Please carry on the account of how the horses reacted to the deaths of Puppet and Delaney, starting after its last sentence.

══ Selected passage

The first we lost was Puppet, overnight colic and found dead in the morning. Cali was affected so much; she loved Puppet, which was odd, because she tends to not be much in love with the other horses in general, apart from Delphi, Puppet’s mum. Delphi seemed almost relieved when Puppet left us. Is that because Puppet was a youngster and in the wild would, by that age, have been making her way away from her dam? The saddest thing about the whole episode is when we buried her in the field. Little Pedro stood on her grave and didn’t move for two days. The whole herd was subdued.

It happened in early January, 2016, so the weather wasn’t doing much to give any cheer. But the general sadness was palpable, and I wondered if the horses felt it as much from me as I did from them. When a horse dies they’re so big that a certain amount of indignity is unavoidable. When the tractor picked up Puppet and took her to the grave it had just dug, the horses followed along with me, a group that was as aware of what was happening as any group of human mourners. It was the most funereal thing I had ever witnessed to be fair, and apart from Pedro, after the burial the horses just turned away, like they understood it was over.

Later in May when Delaney died, arguably the worst day of my life, the reaction was the same. He had a badly broken leg from a kick and had to be PTS. The vet came and as she did the deed and I held on to Delaney’s head as he fell, the other horses gathered in a circle and sniffed at him. Again, it was clear that they understood. As with Puppet, I left the body for 24 hours for the horses to come to terms with it. They stayed close to his body all night, and the next morning when the tractor came again they did exactly as they had with Puppet. They followed his body, with me, us all in a line, and the herd watched as he was covered with earth.

Delaney had always been the link between the Baywatch crew; Cali, Delphi, Puppet, and the reject, Raggy Dolls; Fray and Tycho. Smurf, Pedro and Trotsky also functioned as go betweens, Smurf, because he was an original, like Delaney, and Trotsky and Pedro, I suspect, because they were entire and liked hanging with the chicks. Delaney though was the true go between. He seemed to control the herd and have it all together. He never acted like herd leader, but it was so apparent after he died that he had been just that. The herd completely fragmented, and it took some time for order to be restored.

════
══ Data excerpt

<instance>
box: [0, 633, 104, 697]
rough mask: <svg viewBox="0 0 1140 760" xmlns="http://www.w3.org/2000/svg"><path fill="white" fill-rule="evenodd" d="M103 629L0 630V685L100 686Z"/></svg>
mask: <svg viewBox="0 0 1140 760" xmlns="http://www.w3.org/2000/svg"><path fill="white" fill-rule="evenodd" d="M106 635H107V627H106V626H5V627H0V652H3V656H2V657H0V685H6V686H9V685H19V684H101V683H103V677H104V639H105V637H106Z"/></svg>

════

**Written reply**
Eventually peace resumed, until the day before Christmas Eve, Trosky also succumbed to colic and we lost him too. The biggest impact was on Tycho. He completely regressed into his earlier madness, to the point that when people came to the field he would really kick off. I had to save the lady from the Woodland Trust from him, as he tried his best to eat her. It was difficult even for me to keep him talking as she legged it over the gate to safety. I had no idea that Trotsky had been so dominant in the herd. Either Tycho was feeling like suddenly the weight of the world was on his shoulders, or he was playing up because he had a chance to be boss again.

This behaviour continued for some weeks, and it was a good couple of months before he came back down to the point he was at before. When Trotsky was buried, everyone followed as they usually had, but everyone was very jumpy; getting a bit bucky and kicky, as though they were frustrated. Tycho went crazy all over the field; I was having to watch I didn’t get hurt. He seemed to suddenly hate everything; me, the others, the tractor…. And my guys love tractors because tractors bring hay. He was so disturbed, and it was, frankly, pretty terrible to watch.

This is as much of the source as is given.